DOCUMENT SECTION ::

┌────────

Boat Anchors: One of my first was the Hammarlund HQ-120X
Short Wave Receiver
Recently I re-acquired a taste for the smell and feel of what is commonly
referred to in Ham Radio circles as Boat Anchors, old tube radio's. In the
Menu bar above you will notice a selection of BoartAnchor
pages. In these pages I will describe some of my adventures describing how I
brought back to life a few of my old favorites that take a minute to warm up
and emit warm incandescent light instead of cold monochromatic, either
blinding or difficult to see, LEDs.
During December 2011 my XYL and I were touring the Tacoma, WA Zoo with our
daughter and three grandsons. We were walking through an explores mock-up
cabin and in the corner was an old Boat Anchour, a
tube shortwave radio similar to the one a friend owned when we were first licences. My daughter said "Dad, let me take a
picture of you by that old radio", so I obliged.
An Old Radio
During a return trip in March 2012 to visit our daughter and family my three
grand-sons excitedly ushered me into the living room where there was a
blanket covering a box. The boys said "Papa, close your eyes". When
told to open my eyes what was under the blanket was not a box but the old
radio that we had seen at the Tacoma Zoo. On closer scrutiny we saw that it
was a WWII Hammarlund HQ120X Short Wave Receiver. When we left after
Christmas holidays, my daugher phoned the Zoo and
told them she had a home for that old radio if they decided they didn't neet it any longer. It turned out that they were in the
process of changing the theme of the explorers cabin and in fact they didn't
have a home for the old radio. Shortly after our daughter received a call
from the Zoo and was told if she still had a home for it that she could come
and pick it up. Since I had recently retired my daughter must have thought I
needed a project to keep me out of mischief.
Hammarlund HQ120X Receiver
The boys enjoyed helping to vacumn the inside and
take the radio out of the cabinet. We found the radio had been modified
considerably, subsituting some miniture
tubes for the old orginial metal can tubes plus
there were other non Hammarlund components added.
The poor old receiver had seen better days. It was filthy, grimy, there were buned out reistors, it was
rusty and a few knobs and all the tubes but one were missing. The dials
turned though rather stiffly and as you can see it looked in really tough
I took the radio home and put it on a bench in the garage. As I came and went
I would walk in front of the old receiver and wondered who previoulsy owned it, how many countries did they work and
what was I to do with it. There were periods in my past when I owned and
repaired/restored a few old ham radios like a Heathkit
SB300 receiver and Heathkit AT-1 transmitter.
However my main interest over the previous 10 years was developing my
homebrew full featured transceiver, the HBR-2000. Checking the serial number
I determined that it was built in 1941. Therefore it likely was used during
WWII in military service. After it would have been sold as surplus to most
likely a ham operator after they were allowed to operate once again. Who ever
the owner('s) were it had been modified and probably used for years in
somebody's hams shack as a faithful DX Chaser. I could not see myself junking
this beautiful piece of history. After all my daughter had found it for me.

└────────

REQUIRED ACTIONS ::
[1] From the Hammarlund receiver account, extract the passage that begins with "However my main" and ends after "found it for me.".
[2] Write what comes next in the account of the Hammarlund receiver, picking up after its last sentence.

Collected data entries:

┌────────

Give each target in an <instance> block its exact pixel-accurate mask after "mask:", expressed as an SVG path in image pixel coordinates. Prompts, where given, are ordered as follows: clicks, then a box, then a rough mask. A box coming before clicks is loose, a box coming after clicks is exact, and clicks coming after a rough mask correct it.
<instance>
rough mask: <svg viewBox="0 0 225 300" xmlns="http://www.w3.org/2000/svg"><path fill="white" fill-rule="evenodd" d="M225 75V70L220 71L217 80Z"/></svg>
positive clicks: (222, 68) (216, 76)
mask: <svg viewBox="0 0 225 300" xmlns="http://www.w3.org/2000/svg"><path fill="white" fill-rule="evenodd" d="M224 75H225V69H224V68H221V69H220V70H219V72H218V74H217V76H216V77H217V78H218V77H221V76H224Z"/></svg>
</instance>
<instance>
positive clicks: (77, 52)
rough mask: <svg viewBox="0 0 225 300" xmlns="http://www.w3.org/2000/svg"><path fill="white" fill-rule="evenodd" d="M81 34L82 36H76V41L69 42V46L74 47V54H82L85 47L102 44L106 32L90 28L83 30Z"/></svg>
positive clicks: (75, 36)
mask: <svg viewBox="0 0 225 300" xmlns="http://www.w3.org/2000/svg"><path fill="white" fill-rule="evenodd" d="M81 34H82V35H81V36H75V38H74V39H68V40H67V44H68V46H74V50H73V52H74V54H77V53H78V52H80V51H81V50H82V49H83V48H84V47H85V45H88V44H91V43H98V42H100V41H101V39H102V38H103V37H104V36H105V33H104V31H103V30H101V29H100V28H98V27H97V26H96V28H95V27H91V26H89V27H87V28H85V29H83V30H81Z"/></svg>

└────────

ANSWERS FOR EACH ITEM ::
[1]
However my main interest over the previous 10 years was developing my
homebrew full featured transceiver, the HBR-2000. Checking the serial number
I determined that it was built in 1941. Therefore it likely was used during
WWII in military service. After it would have been sold as surplus to most
likely a ham operator after they were allowed to operate once again. Who ever
the owner('s) were it had been modified and probably used for years in
somebody's hams shack as a faithful DX Chaser. I could not see myself junking
this beautiful piece of history. After all my daughter had found it for me.

[2]
One day I began thinking maybe I should convert the old boat anchour to a totally solid-state receiver. What ham can
not use a general coverage reciever to check WWV
and a few Short Wave Broadcast stations from time to time. Oh yes, keep the
front panel, knobs, tuning dials and S meter.
I had a number of receiver modules that I had used when developing the
HBR-2000 that I replaced with newer versions. I began counting them up in my
head and thought I may have enought to build a
complete receiver. I rummaged around my electronic work shop and came up with
the following modules:
A. Audio Output module.
B. AM and CW/SSB demodulator.
C. Front end mixer, diplexer and post amplifier.
D. 3.0 KHz and 9 KHz Band Width 455 KHz ceramic filters.
I had no excuse. The first step was to dismantle the whole receiver. I
removed all the transformers, tube sockets, knobs, crystal filter unit, BFO
coil box, front panel controls, S meter, front panel and then the two
frequency dials. Surprisingly the dials looked in good shape. The most
difficult items to remove were the knobs. They were frozen to the shafts. I
was only able to loosen two knobs. I tried every thing I could think of to
remove the knobs including de-rusting oil, etc etc.
So out with the Dremel-Saw and I cut into the set
screw holes and pried them off the shaft.
All that was left on the chassic was the large
Hammarlund double section variable tuning capacitor on the top and the bandswitch and associated band coils and capacitors in
the bottom. This then went into our kitchen dish washer with a very small
amount of soap followed by a heavy duty hot water rise cycle. Amazing what a
little soap and hot water can do to a filthy radio.
The following picture is the IF box. This is a direct copy of W7ZOI/WA7MLH
Hybrid Cascode General Purpose AGC IF Amplifier
found in the December 2007 issue of QST. The only changes to the circuit was
increasing all bypass capacitors to 0.2uF as the HQ120X uses an IF frequency
of 455 KHz. This was a simple choise as I was
familiar with this circuit and I did not have to use the HQ120X IF cans with
separate IF circuits.
The cascade hybride IF.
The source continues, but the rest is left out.